- _Aim_: Please render the rows, starting with the line that contains "Box each green foliage." and going on through the line that contains "0;335;18;350", as a Markdown table with the columns Number and Line. Number each line in turn and leave out any blank lines.

- _Records for the task_:
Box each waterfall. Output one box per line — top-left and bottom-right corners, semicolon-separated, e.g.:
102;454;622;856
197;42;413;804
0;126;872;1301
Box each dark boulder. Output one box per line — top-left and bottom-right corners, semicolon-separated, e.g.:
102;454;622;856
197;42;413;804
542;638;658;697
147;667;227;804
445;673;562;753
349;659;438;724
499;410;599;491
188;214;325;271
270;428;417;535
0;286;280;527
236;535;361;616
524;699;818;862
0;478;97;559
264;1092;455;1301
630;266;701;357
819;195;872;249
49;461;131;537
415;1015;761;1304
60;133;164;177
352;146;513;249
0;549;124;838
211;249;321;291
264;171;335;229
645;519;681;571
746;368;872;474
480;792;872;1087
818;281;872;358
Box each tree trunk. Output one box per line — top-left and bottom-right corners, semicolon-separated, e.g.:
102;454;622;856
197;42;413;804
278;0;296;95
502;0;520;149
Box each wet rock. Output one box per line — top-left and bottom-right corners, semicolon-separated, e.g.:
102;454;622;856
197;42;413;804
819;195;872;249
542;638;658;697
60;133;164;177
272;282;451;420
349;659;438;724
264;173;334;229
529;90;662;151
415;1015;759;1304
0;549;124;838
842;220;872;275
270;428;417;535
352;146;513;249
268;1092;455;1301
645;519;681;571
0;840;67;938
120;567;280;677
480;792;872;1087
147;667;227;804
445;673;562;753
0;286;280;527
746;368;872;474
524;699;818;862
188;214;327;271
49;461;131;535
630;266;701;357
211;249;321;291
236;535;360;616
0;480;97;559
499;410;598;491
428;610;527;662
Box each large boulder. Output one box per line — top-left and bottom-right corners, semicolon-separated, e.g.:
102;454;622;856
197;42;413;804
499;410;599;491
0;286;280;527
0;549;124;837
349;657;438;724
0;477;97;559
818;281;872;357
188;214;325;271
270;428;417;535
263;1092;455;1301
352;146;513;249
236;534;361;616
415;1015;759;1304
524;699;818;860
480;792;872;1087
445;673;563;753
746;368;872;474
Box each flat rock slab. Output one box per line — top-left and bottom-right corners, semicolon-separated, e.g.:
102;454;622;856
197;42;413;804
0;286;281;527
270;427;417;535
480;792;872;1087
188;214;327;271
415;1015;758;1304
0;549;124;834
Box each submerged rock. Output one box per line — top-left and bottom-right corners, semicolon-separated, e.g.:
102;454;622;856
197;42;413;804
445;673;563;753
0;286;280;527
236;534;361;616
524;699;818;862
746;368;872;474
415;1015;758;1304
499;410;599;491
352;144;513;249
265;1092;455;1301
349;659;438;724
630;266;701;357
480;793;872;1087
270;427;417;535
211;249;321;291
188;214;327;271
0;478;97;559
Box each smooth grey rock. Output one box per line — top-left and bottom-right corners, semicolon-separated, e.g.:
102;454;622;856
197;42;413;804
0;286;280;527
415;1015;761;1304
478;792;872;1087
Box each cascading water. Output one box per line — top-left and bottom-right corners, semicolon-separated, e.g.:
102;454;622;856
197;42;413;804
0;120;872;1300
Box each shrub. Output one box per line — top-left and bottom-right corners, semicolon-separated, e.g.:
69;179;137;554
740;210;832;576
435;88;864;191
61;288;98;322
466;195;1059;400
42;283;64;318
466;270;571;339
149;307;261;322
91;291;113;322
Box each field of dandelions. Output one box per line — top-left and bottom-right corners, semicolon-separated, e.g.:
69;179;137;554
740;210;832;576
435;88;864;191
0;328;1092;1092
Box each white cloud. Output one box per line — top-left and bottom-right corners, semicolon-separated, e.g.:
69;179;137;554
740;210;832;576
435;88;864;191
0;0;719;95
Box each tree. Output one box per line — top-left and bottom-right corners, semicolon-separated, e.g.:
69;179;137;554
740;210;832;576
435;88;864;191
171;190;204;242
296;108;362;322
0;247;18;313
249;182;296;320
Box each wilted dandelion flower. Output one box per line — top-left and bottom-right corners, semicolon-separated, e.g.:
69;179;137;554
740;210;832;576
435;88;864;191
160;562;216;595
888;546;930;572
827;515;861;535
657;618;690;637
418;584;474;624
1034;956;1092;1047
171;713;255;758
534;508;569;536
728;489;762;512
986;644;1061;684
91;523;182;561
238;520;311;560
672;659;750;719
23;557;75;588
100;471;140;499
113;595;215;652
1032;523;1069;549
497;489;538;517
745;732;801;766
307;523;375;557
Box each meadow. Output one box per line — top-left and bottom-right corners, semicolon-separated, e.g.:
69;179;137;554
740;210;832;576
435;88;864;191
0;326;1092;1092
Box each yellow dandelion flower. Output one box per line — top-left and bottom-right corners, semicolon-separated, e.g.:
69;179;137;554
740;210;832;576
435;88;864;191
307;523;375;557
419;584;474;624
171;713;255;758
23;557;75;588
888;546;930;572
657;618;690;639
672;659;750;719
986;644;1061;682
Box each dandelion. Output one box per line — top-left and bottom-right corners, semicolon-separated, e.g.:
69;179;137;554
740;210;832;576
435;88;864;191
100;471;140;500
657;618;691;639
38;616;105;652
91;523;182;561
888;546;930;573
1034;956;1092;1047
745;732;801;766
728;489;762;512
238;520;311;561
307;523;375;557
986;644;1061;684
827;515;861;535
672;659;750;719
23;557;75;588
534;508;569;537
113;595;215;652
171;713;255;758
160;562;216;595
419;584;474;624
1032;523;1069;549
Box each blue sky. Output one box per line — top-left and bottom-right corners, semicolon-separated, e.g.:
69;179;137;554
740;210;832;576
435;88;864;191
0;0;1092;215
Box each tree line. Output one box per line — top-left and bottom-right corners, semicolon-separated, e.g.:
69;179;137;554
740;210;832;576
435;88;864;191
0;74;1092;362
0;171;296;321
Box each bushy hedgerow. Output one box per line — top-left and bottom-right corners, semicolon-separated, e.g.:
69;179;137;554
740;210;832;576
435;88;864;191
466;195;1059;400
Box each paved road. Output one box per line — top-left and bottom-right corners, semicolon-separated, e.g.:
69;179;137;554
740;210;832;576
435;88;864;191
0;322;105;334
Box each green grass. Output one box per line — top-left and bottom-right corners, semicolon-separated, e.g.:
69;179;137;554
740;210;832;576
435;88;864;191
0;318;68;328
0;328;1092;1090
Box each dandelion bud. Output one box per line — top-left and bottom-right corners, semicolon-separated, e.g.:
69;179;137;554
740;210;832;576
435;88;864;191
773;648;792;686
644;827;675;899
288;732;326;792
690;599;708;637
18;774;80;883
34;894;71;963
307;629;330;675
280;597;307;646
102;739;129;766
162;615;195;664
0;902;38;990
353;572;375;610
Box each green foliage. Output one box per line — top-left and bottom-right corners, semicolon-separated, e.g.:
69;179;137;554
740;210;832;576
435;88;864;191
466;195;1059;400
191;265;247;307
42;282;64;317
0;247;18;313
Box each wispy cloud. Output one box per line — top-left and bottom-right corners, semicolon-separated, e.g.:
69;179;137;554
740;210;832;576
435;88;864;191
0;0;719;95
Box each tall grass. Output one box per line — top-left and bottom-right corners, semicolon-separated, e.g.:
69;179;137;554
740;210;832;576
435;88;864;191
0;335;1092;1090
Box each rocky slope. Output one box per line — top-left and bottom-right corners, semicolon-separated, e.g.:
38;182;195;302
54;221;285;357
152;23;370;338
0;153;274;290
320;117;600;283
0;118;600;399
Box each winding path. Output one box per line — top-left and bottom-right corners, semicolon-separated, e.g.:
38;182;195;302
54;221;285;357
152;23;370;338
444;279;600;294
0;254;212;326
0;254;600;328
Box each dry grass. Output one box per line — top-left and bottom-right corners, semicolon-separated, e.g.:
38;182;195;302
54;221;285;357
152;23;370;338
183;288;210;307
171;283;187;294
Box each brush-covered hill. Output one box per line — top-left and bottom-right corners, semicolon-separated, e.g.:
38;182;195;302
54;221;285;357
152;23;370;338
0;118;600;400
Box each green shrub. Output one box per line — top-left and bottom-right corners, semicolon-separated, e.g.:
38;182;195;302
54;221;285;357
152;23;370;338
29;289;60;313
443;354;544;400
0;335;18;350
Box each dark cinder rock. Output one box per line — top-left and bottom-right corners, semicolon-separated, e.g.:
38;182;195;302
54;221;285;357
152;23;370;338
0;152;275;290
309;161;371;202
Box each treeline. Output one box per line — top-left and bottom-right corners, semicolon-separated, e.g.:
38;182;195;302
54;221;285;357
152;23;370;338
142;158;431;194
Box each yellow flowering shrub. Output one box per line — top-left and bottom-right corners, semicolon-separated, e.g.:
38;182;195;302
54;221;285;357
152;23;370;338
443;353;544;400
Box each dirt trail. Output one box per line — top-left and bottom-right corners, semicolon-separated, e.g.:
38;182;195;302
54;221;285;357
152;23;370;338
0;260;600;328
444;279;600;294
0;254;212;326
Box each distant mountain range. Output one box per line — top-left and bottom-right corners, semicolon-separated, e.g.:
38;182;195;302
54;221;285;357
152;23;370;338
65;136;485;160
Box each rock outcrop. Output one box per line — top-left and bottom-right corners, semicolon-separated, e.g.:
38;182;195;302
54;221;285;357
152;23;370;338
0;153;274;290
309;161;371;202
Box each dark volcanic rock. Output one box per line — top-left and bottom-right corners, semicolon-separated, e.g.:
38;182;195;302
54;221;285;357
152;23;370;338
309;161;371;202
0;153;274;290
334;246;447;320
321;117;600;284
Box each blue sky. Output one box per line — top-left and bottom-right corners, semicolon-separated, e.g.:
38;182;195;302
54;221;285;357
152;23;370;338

- _Solution_:
| Number | Line |
|---|---|
| 1 | Box each green foliage. Output one box per line — top-left and bottom-right corners, semicolon-separated, e.g.: |
| 2 | 69;179;137;554 |
| 3 | 740;210;832;576 |
| 4 | 435;88;864;191 |
| 5 | 466;195;1059;400 |
| 6 | 191;265;247;307 |
| 7 | 42;282;64;317 |
| 8 | 0;247;18;313 |
| 9 | Box each wispy cloud. Output one box per line — top-left and bottom-right corners, semicolon-separated, e.g.: |
| 10 | 69;179;137;554 |
| 11 | 740;210;832;576 |
| 12 | 435;88;864;191 |
| 13 | 0;0;719;95 |
| 14 | Box each tall grass. Output one box per line — top-left and bottom-right corners, semicolon-separated, e.g.: |
| 15 | 69;179;137;554 |
| 16 | 740;210;832;576 |
| 17 | 435;88;864;191 |
| 18 | 0;335;1092;1090 |
| 19 | Box each rocky slope. Output one box per line — top-left and bottom-right corners, semicolon-separated, e.g.: |
| 20 | 38;182;195;302 |
| 21 | 54;221;285;357 |
| 22 | 152;23;370;338 |
| 23 | 0;153;274;290 |
| 24 | 320;117;600;283 |
| 25 | 0;118;600;399 |
| 26 | Box each winding path. Output one box per line — top-left and bottom-right corners, semicolon-separated, e.g.: |
| 27 | 38;182;195;302 |
| 28 | 54;221;285;357 |
| 29 | 152;23;370;338 |
| 30 | 444;279;600;294 |
| 31 | 0;254;212;326 |
| 32 | 0;254;600;328 |
| 33 | Box each dry grass. Output one box per line — top-left and bottom-right corners, semicolon-separated, e.g.: |
| 34 | 38;182;195;302 |
| 35 | 54;221;285;357 |
| 36 | 152;23;370;338 |
| 37 | 183;288;210;307 |
| 38 | 171;283;187;294 |
| 39 | Box each brush-covered hill. Output one box per line — top-left and bottom-right corners, semicolon-separated, e.g.: |
| 40 | 38;182;195;302 |
| 41 | 54;221;285;357 |
| 42 | 152;23;370;338 |
| 43 | 0;118;600;400 |
| 44 | Box each green shrub. Output one box per line — top-left and bottom-right corners, semicolon-separated, e.g.: |
| 45 | 38;182;195;302 |
| 46 | 54;221;285;357 |
| 47 | 152;23;370;338 |
| 48 | 29;289;60;313 |
| 49 | 443;354;544;400 |
| 50 | 0;335;18;350 |